Excerpt provided:
───

In [None]:
import torch
import torch.nn as nn
import torch.nn.functional as F
import torch.optim as optim
from torch.utils.data import DataLoader
import torchvision
import torchvision.transforms as transforms

In [None]:
"""
Section 3 on MNIST 

Large NN with 2 hidden layers and 1200 hidden units EACH (60k training cases from MNIST set?)
Strongly regularized with dropout and weight constraints (listed somewhere)
MNIST dataset was modified using jiterring in 2 pixels in a random direction

SMALLER student network had 2 hidden layers of 800 hidden units and NO regularization
Regularized by adding task of matching soft targets from large network at temperature 20 (fusing?)
T >= 8 at 300 or more units

So main idea is that you create a distillation loss which compares softmax soft output to teacher soft output
- e.g. Logit matching... (nope this is a special case?)
- How to get teacher soft output instead of the class? guess you just don't modify it?


Steps: (softmax vs logit = prob vs logodds)
1. Train teacher on MNIST using low temperature
2. Train student on MNIST using distillation loss with high temperature on teacher softmax output...
"""

In [None]:
"""
Main idea of paper is to train smaller model using SOFT output distribution from larger model
Softmax of the student will be higher than the parent to smooth it?

T in teacher usually 1
T in student is higher (softer probability over classes = more volatile though?) T=20 (hyperparameter)

Implement 2 stage training (just nest normal training loop into the student train function)

Set parent to eval then student to train mode
Transfer set? How to build this?
"""
def distillation_loss(student_logits, teacher_logits, labels, T=2.0, alpha=0.5):
    """
    Compute the knowledge distillation loss.
    
    Args:
        student_logits: Logits from the student model
        teacher_logits: Logits from the teacher model
        labels: True labels
        T: Temperature for softening probability distributions
        alpha: Weight for the distillation loss vs. standard cross-entropy loss
    
    Returns:
        Combined loss
    """
    # Softmax with temperature for soft targets
    soft_targets = F.softmax(teacher_logits / T, dim=1)
    soft_prob = F.log_softmax(student_logits / T, dim=1)
    
    # Calculate the distillation loss (soft targets)
    # The T^2 term is to scale the gradients appropriately
    distillation = F.kl_div(soft_prob, soft_targets, reduction='batchmean') * (T * T)
    
    # Calculate the standard cross-entropy loss (hard targets)
    standard_loss = F.cross_entropy(student_logits, labels)
    
    # Return the weighted sum
    return alpha * distillation + (1 - alpha) * standard_loss

# Training function for the student model
def train_student(teacher_model, student_model, train_loader, optimizer, device, T=2.0, alpha=0.5):
    teacher_model.eval()  # Teacher model in evaluation mode
    student_model.train()  # Student model in training mode
    
    running_loss = 0.0
    for batch_idx, (data, target) in enumerate(train_loader):
        data, target = data.to(device), target.to(device)
        
        optimizer.zero_grad()
        
        # Forward pass with the teacher model (no gradient calculation needed)

───

Work to do:
1: In the knowledge distillation notebook, how many hidden units does each hidden layer of the smaller student network have?
2: Extend the knowledge distillation notebook, picking up right after its final line.
The entries that follow play no role here.

───

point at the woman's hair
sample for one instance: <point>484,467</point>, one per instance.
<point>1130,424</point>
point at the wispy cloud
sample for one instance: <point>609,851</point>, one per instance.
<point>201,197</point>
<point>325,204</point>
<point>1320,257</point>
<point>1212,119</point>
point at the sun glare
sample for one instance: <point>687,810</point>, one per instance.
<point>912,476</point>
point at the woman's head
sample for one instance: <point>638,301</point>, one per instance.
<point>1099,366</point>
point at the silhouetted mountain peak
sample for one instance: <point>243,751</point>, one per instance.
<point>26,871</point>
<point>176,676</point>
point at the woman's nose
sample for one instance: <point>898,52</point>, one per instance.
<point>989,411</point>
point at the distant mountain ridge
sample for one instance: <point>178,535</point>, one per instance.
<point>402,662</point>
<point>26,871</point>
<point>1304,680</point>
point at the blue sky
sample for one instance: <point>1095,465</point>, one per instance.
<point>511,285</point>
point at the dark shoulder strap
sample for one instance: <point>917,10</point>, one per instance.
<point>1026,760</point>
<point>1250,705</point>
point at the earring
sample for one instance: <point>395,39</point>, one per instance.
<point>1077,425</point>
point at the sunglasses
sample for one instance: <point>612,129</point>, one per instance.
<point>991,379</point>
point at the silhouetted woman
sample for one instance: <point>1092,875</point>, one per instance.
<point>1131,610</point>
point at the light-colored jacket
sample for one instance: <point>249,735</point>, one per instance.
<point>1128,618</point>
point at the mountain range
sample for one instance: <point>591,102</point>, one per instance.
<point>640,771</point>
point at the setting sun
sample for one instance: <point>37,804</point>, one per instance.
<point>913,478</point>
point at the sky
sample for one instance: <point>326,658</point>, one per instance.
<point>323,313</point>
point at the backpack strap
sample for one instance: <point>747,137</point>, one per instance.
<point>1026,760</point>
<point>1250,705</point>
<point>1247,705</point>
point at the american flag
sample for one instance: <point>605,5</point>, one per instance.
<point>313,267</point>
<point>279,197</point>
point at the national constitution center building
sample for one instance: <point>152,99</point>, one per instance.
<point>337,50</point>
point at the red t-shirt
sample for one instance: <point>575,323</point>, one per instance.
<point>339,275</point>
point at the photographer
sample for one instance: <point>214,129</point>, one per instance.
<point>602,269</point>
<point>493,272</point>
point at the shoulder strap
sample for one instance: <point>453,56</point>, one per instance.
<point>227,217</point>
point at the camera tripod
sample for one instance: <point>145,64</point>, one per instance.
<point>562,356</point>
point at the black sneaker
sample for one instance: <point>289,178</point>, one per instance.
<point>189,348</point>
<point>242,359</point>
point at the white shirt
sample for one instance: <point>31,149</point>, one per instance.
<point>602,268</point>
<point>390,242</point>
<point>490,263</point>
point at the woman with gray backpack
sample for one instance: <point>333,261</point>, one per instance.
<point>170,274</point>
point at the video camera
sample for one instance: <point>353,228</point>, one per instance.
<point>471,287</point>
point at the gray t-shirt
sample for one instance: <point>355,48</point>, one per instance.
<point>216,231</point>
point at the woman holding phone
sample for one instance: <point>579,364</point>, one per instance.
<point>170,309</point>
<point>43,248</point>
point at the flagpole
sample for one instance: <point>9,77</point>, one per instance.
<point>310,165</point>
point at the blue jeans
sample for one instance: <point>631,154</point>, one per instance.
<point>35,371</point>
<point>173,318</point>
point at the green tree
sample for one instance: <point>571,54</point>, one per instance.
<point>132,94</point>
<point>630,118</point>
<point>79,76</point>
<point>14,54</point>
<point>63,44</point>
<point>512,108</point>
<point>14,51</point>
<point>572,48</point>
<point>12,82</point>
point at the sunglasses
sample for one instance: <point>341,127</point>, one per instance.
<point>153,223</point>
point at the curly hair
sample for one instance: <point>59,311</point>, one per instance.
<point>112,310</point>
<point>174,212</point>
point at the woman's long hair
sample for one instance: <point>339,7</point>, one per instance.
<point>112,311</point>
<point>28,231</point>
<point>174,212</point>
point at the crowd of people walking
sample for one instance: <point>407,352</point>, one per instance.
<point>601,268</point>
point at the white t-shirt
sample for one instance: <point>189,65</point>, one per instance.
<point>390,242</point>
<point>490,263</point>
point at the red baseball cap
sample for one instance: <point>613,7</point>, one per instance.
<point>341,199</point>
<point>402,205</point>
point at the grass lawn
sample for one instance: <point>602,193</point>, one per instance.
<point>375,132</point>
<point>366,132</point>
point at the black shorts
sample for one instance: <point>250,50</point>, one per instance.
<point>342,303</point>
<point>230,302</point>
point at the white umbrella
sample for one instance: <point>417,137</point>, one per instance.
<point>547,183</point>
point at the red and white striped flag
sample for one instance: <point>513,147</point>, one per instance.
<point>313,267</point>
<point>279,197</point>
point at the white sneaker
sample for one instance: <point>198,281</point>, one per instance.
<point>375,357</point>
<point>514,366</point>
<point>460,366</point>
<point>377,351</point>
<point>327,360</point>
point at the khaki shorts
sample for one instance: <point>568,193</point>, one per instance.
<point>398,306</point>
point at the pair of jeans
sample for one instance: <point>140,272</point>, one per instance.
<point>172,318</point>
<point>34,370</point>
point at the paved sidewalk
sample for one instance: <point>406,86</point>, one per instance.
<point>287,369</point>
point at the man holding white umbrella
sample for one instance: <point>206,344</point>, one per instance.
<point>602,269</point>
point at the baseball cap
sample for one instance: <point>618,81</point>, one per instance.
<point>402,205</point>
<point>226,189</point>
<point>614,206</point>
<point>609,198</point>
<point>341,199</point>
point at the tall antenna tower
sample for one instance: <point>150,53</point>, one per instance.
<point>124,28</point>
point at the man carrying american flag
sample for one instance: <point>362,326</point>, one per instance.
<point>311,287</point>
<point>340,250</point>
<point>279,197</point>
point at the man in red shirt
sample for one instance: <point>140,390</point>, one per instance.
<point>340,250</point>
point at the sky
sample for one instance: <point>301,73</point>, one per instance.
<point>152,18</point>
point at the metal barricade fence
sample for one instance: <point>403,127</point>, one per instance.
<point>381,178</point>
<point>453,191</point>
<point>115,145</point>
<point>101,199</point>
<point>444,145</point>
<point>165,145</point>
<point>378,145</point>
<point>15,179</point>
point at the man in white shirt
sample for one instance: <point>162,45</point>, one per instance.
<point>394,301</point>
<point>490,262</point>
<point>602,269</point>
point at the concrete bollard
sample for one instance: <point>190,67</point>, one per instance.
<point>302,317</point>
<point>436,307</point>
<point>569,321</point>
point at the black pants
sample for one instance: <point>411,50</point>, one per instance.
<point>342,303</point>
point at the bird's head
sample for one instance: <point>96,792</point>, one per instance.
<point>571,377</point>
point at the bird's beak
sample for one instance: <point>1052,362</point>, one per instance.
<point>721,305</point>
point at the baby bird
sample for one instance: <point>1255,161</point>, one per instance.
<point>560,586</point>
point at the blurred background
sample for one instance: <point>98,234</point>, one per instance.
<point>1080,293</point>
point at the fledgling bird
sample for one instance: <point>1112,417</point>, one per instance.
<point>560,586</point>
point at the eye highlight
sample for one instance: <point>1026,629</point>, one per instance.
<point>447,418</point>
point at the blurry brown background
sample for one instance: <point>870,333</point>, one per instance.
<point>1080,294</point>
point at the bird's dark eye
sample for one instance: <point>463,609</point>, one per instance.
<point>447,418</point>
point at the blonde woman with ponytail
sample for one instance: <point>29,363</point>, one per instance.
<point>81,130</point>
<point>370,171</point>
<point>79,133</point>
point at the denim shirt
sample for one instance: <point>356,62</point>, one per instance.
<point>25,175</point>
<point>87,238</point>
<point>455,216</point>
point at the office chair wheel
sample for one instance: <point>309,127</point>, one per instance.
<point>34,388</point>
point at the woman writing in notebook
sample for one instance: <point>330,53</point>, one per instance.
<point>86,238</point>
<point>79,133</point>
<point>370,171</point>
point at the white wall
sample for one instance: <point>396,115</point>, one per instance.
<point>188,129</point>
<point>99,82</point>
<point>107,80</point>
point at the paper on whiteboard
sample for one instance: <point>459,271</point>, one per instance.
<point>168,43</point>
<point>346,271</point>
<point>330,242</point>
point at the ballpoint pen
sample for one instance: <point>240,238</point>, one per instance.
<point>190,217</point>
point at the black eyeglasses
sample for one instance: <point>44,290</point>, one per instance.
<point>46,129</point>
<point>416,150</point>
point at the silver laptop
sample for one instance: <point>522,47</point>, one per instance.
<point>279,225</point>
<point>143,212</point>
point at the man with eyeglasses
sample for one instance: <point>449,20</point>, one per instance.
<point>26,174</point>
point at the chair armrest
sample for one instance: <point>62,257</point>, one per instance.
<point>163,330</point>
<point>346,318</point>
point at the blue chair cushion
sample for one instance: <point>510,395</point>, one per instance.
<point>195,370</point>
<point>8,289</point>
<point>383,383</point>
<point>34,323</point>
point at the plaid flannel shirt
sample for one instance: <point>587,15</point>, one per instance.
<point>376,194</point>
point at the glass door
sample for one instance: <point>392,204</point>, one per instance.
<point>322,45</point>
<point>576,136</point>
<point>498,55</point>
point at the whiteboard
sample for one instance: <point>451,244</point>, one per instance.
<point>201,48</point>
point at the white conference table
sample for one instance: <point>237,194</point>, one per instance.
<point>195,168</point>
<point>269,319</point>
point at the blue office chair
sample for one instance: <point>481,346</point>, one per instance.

───

Responses for each task:
1: 800 hidden units in each of its 2 hidden layers.

2:
        with torch.no_grad():
            teacher_logits = teacher_model(data)
        
        # Forward pass with the student model
        student_logits = student_model(data)
        
        # Calculate the combined loss
        loss = distillation_loss(student_logits, teacher_logits, target, T, alpha)
        
        # Backward pass and optimization
        loss.backward()
        optimizer.step()
        
        running_loss += loss.item()
    
    return running_loss / len(train_loader)

In [None]:
def main():
    # Set device
    device = torch.device("cuda" if torch.cuda.is_available() else "cpu")
    
    # Load MNIST dataset
    transform = transforms.Compose([
        transforms.ToTensor(),
        transforms.Normalize((0.1307,), (0.3081,))
    ])
    
    train_dataset = torchvision.datasets.MNIST('./data', train=True, download=True, transform=transform)
    test_dataset = torchvision.datasets.MNIST('./data', train=False, transform=transform)
    
    train_loader = DataLoader(train_dataset, batch_size=64, shuffle=True)
    test_loader = DataLoader(test_dataset, batch_size=1000)
    
    # Initialize teacher and student models
    teacher_model = SimpleCNN(num_hidden=1200).to(device)  # Larger teacher model
    student_model = SimpleCNN(num_hidden=800).to(device)   # Smaller student model
    
    # We assume the teacher model has already been trained
    # teacher_model.load_state_dict(torch.load('teacher_model.pth'))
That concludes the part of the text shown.